Given text ->
[Start of section]

It looks like it’ll come down to how the Communists and Social Democrats do. If they can make the 5% threshold, they’ll probably support the same minority government. If not, then polls show that they’re more likely to lean toward the leftist coalition.

Looks like there’s a crisis of democracy in the Czech Republic.

The Czech supreme court ruled that the method for distributing seats among parties, the d’Hondt Method, does not equally count every vote and is unconstitutional. The issue is that it unfairly benefits large parties at the expense of minority parties.

The larger threshold* for coalitions has also been ruled unconstitutional since it’s claimed to discourage coalitions from being formed.

This is an issue because the party who loses the most from this is ANO which is currently the largest party in the country. Meanwhile, almost every other party currently in parliament would benefit greatly from this. Of course, the PM claims that the court is biased and just wants to force him and his party out of control.

As somebody who hates ANO, I like this. It is true that the d’Hondt method does disadvantage small parties. However, it will be very difficult to form a functioning government later this year. No sensible combination of the currently existing parties would be able to form a majority government or even a decent sized minority government.

*Multiple threshold is 5% for each party in a coalition

Sounds interesting. The one you mentioned…

the Constitutional Court judges annulled a clause requiring each member of a coalition – whether a party, so-called movement or other political entity – to garner 5 percent of the vote.

…sounds fair enough if, in effect, coalitions are what people vote for. Though I guess an interesting point is how formal they are. That is, are the parties obliged to govern together if they have the chance or, once they get the seats, can they choose to re-combine either immediately or after a certain period?

Then the other I couldn’t find the exact details of, but…

However, having 14 electoral regions of unequal size in the Czech Republic, in tandem with the D’Hondt method of allocating mandates, does significantly undermine the principle of equality of electoral votes. Acting on a proposal by a group of senators, in the interest of equal suffrage, the Constitutional Court has therefore decided to annual a section of election law on the proportional allocation of seats.

…and…

The court also struck off an article that enabled a situation under which far more votes have been required to win seats in some constituencies than in others.

[End of section]

(Point-per-instance localization data)
[Start of section]

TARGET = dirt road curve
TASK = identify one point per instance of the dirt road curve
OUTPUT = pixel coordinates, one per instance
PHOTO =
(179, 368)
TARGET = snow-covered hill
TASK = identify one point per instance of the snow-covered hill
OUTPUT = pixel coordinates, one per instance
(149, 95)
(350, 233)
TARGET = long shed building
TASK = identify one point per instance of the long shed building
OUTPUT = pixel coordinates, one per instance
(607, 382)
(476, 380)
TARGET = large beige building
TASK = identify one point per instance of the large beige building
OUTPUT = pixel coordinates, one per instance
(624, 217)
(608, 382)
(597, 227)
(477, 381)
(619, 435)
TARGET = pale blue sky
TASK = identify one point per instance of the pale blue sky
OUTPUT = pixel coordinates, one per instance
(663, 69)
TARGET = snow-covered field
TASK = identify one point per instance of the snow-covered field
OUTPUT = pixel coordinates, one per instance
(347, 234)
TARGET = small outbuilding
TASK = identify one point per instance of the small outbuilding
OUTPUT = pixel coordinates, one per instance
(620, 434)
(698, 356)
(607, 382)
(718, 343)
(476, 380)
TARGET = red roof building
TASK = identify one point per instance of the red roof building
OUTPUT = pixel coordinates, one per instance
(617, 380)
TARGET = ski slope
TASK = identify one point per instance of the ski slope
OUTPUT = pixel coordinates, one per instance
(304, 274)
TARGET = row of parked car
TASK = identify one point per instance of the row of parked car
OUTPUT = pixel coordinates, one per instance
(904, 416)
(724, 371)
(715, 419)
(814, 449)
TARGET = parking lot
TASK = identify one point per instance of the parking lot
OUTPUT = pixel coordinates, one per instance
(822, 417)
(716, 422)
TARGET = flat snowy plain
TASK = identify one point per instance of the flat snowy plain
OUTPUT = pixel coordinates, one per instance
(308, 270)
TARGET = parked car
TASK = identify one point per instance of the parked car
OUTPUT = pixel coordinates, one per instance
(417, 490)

[End of section]

Try it ->
Copy out everything in the discussion of Czech election law from "Looks like there’s" down to "from being formed.", putting "invalid" wherever "unconstitutional" appears.

Task response ->
Looks like there’s a crisis of democracy in the Czech Republic.

The Czech supreme court ruled that the method for distributing seats among parties, the d’Hondt Method, does not equally count every vote and is invalid. The issue is that it unfairly benefits large parties at the expense of minority parties.

The larger threshold* for coalitions has also been ruled invalid since it’s claimed to discourage coalitions from being formed.